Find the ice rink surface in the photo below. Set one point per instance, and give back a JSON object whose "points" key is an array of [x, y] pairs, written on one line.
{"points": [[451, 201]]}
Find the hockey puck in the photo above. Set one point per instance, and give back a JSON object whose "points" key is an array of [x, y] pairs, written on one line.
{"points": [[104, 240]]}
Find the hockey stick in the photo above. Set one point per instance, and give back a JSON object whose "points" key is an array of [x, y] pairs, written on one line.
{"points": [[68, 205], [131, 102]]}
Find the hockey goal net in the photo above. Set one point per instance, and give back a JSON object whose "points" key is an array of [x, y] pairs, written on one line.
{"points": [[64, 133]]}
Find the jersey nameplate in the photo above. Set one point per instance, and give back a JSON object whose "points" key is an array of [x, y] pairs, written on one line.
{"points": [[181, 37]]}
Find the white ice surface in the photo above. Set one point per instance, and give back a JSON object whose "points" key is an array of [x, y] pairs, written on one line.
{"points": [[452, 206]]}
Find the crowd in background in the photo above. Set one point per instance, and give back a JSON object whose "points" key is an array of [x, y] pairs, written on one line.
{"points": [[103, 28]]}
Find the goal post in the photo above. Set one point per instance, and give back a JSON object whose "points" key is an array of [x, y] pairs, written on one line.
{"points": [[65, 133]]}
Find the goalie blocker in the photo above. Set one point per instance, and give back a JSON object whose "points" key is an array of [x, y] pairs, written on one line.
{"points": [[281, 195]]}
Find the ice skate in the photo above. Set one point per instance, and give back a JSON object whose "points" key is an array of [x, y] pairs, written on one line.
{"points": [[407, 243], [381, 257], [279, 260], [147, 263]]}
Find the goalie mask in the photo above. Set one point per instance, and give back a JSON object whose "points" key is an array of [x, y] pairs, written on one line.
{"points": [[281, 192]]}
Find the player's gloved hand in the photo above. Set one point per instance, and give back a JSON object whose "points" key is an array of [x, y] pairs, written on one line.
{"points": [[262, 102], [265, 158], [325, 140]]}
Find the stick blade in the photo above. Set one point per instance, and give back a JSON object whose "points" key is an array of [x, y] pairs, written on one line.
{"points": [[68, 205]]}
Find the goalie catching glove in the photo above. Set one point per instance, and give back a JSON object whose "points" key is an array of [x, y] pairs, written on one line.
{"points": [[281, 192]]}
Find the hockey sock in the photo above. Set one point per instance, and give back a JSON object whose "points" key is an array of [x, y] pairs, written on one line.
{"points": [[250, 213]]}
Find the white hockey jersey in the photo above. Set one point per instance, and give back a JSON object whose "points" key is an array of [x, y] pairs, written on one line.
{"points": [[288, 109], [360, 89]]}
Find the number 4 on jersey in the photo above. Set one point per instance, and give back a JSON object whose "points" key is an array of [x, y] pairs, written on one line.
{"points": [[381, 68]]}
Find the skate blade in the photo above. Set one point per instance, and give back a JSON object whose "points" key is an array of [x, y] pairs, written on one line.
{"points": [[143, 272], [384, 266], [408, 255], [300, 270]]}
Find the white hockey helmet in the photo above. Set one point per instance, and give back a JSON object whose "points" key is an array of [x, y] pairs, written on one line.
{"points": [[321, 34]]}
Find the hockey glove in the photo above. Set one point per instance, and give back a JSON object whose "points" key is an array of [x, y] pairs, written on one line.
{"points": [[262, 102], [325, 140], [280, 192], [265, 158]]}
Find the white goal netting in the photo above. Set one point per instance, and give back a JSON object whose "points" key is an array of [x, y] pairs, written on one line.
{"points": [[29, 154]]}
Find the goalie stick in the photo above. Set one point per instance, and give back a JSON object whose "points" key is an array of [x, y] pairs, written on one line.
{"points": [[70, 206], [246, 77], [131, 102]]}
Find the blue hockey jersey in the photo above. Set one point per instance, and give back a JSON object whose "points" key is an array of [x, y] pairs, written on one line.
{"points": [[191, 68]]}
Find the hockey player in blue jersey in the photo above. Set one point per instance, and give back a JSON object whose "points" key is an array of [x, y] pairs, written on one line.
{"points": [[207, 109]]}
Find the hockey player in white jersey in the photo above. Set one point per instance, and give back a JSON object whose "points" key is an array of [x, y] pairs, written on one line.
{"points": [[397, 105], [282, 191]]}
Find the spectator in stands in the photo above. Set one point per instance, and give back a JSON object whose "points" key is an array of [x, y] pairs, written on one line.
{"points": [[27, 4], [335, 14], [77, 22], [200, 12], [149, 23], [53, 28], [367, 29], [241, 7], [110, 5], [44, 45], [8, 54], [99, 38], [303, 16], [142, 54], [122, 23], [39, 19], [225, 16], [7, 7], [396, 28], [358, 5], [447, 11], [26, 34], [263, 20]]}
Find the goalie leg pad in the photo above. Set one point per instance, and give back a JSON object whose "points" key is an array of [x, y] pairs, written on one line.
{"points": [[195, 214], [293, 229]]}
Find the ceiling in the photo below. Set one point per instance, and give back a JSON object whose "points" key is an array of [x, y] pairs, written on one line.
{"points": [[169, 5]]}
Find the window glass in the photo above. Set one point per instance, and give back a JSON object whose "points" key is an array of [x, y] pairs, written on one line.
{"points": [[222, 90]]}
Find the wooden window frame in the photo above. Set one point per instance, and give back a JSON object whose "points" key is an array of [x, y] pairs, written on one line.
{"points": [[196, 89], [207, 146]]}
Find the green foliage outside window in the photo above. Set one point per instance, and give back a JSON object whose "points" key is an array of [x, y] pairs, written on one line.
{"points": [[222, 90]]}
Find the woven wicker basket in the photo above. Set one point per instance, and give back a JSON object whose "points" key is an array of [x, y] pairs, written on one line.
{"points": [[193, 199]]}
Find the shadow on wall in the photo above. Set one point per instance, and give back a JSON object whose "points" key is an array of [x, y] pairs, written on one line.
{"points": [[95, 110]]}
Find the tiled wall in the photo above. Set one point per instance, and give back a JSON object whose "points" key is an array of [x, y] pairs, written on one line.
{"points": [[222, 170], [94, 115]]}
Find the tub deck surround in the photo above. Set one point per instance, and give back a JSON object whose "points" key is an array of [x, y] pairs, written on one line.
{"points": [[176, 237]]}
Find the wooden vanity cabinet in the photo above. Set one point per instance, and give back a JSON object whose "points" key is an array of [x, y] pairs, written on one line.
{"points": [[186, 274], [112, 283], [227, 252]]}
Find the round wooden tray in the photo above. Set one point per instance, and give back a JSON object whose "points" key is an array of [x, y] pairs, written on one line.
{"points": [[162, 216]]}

══════

* **Task requirements**
Extract all of the data above and output it character for character.

* **Exercise result**
Find the ice rink surface in the photo below. Set one point per instance, and give back a JSON object whose "points" key is an array of [x, y] pairs, written on one line.
{"points": [[451, 201]]}
Find the hockey puck in the photo above. Set one point per instance, and give back a JSON object whose "points" key is an array of [x, y] pairs, written on one line.
{"points": [[104, 240]]}
Find the hockey stick in the photo above. Set one point per instance, and give back a JSON object whose "points" key is an array of [x, y] pairs, written on one line.
{"points": [[68, 205], [131, 102]]}
Find the hockey goal net in the photo above. Set one point per instance, and give back a JSON object whose "points" key is an array of [x, y] pairs, written on one line.
{"points": [[64, 133]]}
Find the jersey nameplate in the photo above. Set one point per instance, and give back a JSON object whose "points" key is an array of [x, y] pairs, written on one line.
{"points": [[181, 37]]}
Find the white ice surface in the photo above. Set one point per instance, and give back a JSON object whose "points" key is an array of [x, y] pairs, written on one line.
{"points": [[452, 206]]}
Find the crowd in background in the photo above. Set one point per instance, and give back a JSON object whose "points" key is an array of [x, y] pairs, written on one line.
{"points": [[103, 28]]}
Find the goal post in the photo above. Set one point per instance, and give back a JSON object whose "points" key is an array of [x, y] pairs, written on one line.
{"points": [[65, 133]]}
Find the goalie blocker in the photo above. Set one point per instance, and give back a JSON object whose "points" key is an array of [x, y] pairs, written on one line.
{"points": [[281, 195]]}
Find the ice skate in the photo above. Set one point per instance, and give back a JSON object whose "points" key is an array of [x, y] pairs, written on one line.
{"points": [[407, 243], [381, 257], [279, 260], [147, 263]]}
Find the goalie mask in the photo above. Set one point per instance, and give back a JSON object whose "points" key is an array of [x, y] pairs, written on one line.
{"points": [[281, 192]]}
Find the player's gloved hand in the photo above. Set one point per instance, and give back a JSON object whose "points" key is an array of [x, y] pairs, written on one line.
{"points": [[262, 102], [265, 158], [325, 140]]}
Find the stick blade in the photo above. Set one point per instance, and give back a JSON object whose "points" key is an array of [x, y] pairs, written on one line.
{"points": [[68, 205]]}
Find the goalie catching glove in the photo above. Set one point per instance, and give back a JSON object whose "points" key is an array of [x, y] pairs, written on one line.
{"points": [[281, 192]]}
Find the hockey sock in the photo above. Set one point per instance, and give back a JSON object whose "points" key is an array of [x, y] pairs, written on one line.
{"points": [[250, 213]]}
Find the white hockey jersey in the photo above. Set one point per instance, and give back a JSON object whose "points" key is an array of [x, y] pairs, written on one line.
{"points": [[288, 109], [360, 89]]}
Find the number 4 on jersey in the photo above. Set one point per instance, and give back a JSON object whose "points" key is an array of [x, y] pairs, written on one line.
{"points": [[381, 68]]}
Find the skate blade in the photo above. Set one point per instance, and give back a JSON object whose "points" key is an array of [x, y] pairs, written on one line.
{"points": [[143, 272], [384, 266], [408, 255], [300, 270]]}
Find the white hockey helmet in the photo above. Set one point per instance, and give back a JSON object whose "points" key is an array of [x, y] pairs, written on one line.
{"points": [[321, 34]]}
Find the hockey glove in the photo above. Set one point per instance, and give back a JSON object whose "points" key is an array of [x, y] pairs, written on one line.
{"points": [[262, 102], [325, 140], [280, 192], [265, 158]]}
Find the white goal netting in the photo above. Set one point per instance, and give back a JSON object whose "points" key is an array of [x, y] pairs, written on one line.
{"points": [[29, 154]]}
Find the goalie stick in the photo above. Set one point per instance, and give back a JSON object whose "points" key is an array of [x, y] pairs, written on one line.
{"points": [[70, 206], [246, 77], [131, 102]]}
Find the blue hockey jersey in the photo above. Set one point per instance, and give back a JSON object whose "points" key is an array of [x, y] pairs, written on one line.
{"points": [[191, 68]]}
Find the hockey player in blue jersey in the photo above. Set one point per instance, and give back a JSON object whose "points" key is an array of [x, y] pairs, written on one line.
{"points": [[207, 109]]}
Find the hockey player in white jersey in the photo above. Set one point per instance, and give back a JSON object whose "points" key is an array of [x, y] pairs, written on one line.
{"points": [[397, 105], [282, 191]]}
Find the spectator in stands in the photo above. Set one point per instance, and give back a JSON object whose "points" key is an array of [x, y] pairs, written on one line.
{"points": [[27, 4], [335, 14], [77, 22], [200, 12], [149, 23], [53, 28], [367, 29], [241, 7], [110, 5], [44, 45], [8, 54], [99, 38], [303, 16], [142, 54], [122, 23], [39, 19], [225, 16], [7, 7], [396, 28], [358, 5], [447, 11], [26, 34], [263, 20]]}
Find the goalie leg pad in the photo above. Set one point per instance, and give back a JSON object whose "points" key is an array of [x, y] pairs, written on one line.
{"points": [[195, 214], [293, 229]]}
Find the ceiling in the photo below. Set one point per instance, and give back a JSON object whose "points" key is an array of [x, y] pairs, written on one line.
{"points": [[169, 5]]}
Find the window glass in the photo above. Set one point per instance, and give back a JSON object whose "points" key is an array of [x, y] pairs, written on one line.
{"points": [[222, 90]]}
Find the wooden window frame in the photo above. Set one point per instance, and give back a JSON object whose "points" key is an array of [x, y] pairs, written on one line.
{"points": [[196, 89], [207, 146]]}
Find the green foliage outside window in the photo above. Set one point per instance, and give back a JSON object whose "points" key is an array of [x, y] pairs, written on one line.
{"points": [[222, 90]]}
Find the woven wicker basket in the photo above. Set one point per instance, and give back a JSON object whose "points" key is an array of [x, y] pairs, written on one line.
{"points": [[193, 199]]}
Find the shadow on wall in the photo above. Set one point per instance, and give back a JSON object whose "points" key is an array of [x, y] pairs, written on one line.
{"points": [[95, 110]]}
Find the tiled wall in the photo above. Set one point per instance, and give back a JSON object whose "points" key is an array of [x, y] pairs, written on one line.
{"points": [[222, 170], [94, 115]]}
Find the tub deck surround in the photo above. Set one point per instance, and give back a JSON object whose "points" key is an array of [x, y] pairs, written on one line.
{"points": [[176, 237]]}
Find the wooden vanity cabinet in the photo above. Set one point per instance, and give back a JSON object whose "points" key is an array of [x, y] pairs, written on one line.
{"points": [[186, 274], [112, 283], [227, 252]]}
Find the round wooden tray in the photo above. Set one point per instance, and give back a JSON object whose "points" key is an array of [x, y] pairs, written on one line.
{"points": [[162, 216]]}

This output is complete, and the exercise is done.